*** Opening DATASET EXTRACT ***
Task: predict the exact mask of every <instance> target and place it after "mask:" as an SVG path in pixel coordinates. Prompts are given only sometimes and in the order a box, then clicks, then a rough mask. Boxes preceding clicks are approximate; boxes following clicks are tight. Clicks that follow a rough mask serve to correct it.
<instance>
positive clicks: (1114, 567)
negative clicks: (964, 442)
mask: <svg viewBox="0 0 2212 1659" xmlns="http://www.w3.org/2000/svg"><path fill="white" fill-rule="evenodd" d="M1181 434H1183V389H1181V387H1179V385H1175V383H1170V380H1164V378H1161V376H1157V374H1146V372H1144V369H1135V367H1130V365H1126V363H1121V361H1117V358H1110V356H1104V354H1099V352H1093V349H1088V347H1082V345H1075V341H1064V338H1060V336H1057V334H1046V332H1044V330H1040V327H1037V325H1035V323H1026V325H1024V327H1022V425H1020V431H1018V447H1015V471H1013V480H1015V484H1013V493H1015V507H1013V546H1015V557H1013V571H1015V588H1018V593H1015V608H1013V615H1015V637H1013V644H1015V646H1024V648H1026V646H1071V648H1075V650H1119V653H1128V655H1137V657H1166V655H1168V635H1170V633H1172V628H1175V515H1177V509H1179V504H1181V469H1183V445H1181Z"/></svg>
*** Closing DATASET EXTRACT ***
# [TASK DETAILS]
Turn the lines from the start of the records through the line containing "positive clicks: (1114, 567)" into a Markdown table with the columns No. and Line, giving each line a row number and leaving out blank lines.

# [FINISHED EXERCISE]
| No. | Line |
|---|---|
| 1 | Task: predict the exact mask of every <instance> target and place it after "mask:" as an SVG path in pixel coordinates. Prompts are given only sometimes and in the order a box, then clicks, then a rough mask. Boxes preceding clicks are approximate; boxes following clicks are tight. Clicks that follow a rough mask serve to correct it. |
| 2 | <instance> |
| 3 | positive clicks: (1114, 567) |